▸ **AIM OF THE TASK**
Copy out every line of the following data word for word.
-- start INPUT DATA --
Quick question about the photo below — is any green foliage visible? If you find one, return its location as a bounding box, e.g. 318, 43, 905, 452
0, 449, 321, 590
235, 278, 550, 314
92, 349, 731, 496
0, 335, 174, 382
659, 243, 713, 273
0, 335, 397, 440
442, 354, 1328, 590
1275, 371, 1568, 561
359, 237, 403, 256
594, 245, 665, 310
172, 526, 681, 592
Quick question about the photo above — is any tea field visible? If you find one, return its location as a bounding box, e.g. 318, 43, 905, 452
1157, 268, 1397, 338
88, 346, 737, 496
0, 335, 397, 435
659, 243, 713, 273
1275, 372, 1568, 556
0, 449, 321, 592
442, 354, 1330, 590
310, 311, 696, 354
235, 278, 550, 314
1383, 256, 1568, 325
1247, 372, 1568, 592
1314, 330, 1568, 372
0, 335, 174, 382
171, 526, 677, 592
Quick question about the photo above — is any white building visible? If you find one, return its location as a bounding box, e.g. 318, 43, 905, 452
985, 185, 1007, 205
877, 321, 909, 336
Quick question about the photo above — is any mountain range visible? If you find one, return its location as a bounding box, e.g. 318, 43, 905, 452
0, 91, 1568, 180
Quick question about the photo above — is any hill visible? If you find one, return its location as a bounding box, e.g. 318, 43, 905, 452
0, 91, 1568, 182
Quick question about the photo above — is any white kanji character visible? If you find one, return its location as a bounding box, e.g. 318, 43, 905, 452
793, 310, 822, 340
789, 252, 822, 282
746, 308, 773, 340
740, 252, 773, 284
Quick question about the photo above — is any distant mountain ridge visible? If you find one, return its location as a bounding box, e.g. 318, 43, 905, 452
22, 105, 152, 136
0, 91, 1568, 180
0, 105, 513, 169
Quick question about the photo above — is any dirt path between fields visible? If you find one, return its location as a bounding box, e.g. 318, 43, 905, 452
-- end INPUT DATA --
▸ **THE RESULT**
Quick question about the photo below — is any green foliage visible? If you find one, return its location as a bounding box, e.g. 318, 43, 905, 452
0, 449, 321, 590
235, 278, 550, 314
92, 349, 731, 496
0, 335, 174, 382
659, 243, 713, 273
0, 335, 397, 440
442, 354, 1328, 590
1275, 371, 1568, 561
359, 237, 403, 256
594, 245, 665, 310
172, 526, 681, 592
Quick question about the photo above — is any tea field visible? If you find one, return its location as a bounding box, e.g. 318, 43, 905, 452
1157, 268, 1397, 338
88, 346, 737, 496
0, 335, 397, 435
659, 243, 713, 273
1275, 372, 1568, 556
0, 449, 321, 592
442, 354, 1330, 590
310, 311, 696, 354
235, 278, 550, 314
1383, 256, 1568, 325
1247, 372, 1568, 592
1314, 330, 1568, 372
0, 335, 174, 382
171, 526, 677, 592
Quick question about the photo above — is any white building visible? If you find one, return its location as a bounding box, e.g. 318, 43, 905, 452
985, 185, 1007, 205
877, 321, 909, 336
Quick question about the photo above — is any mountain range visible? If you find one, return its location as a bounding box, e.g. 318, 43, 905, 452
0, 91, 1568, 180
Quick question about the photo above — is any hill visible? If you find one, return its location as a bounding box, e.g. 318, 43, 905, 452
0, 91, 1568, 182
Quick question about the photo above — is any white kanji character visible? If you find one, return its location as a bounding box, e.g. 318, 43, 905, 452
793, 310, 822, 340
789, 252, 822, 282
746, 308, 773, 340
740, 252, 773, 284
Quick question about the photo above — is any distant mountain ridge visible? If you find one, return its location as a bounding box, e.g. 318, 43, 905, 452
22, 105, 152, 136
0, 91, 1568, 180
0, 105, 513, 169
Quick question about the photo above — is any dirt path between fields visible? If you find one, return its location as a bounding box, e.g. 318, 43, 905, 452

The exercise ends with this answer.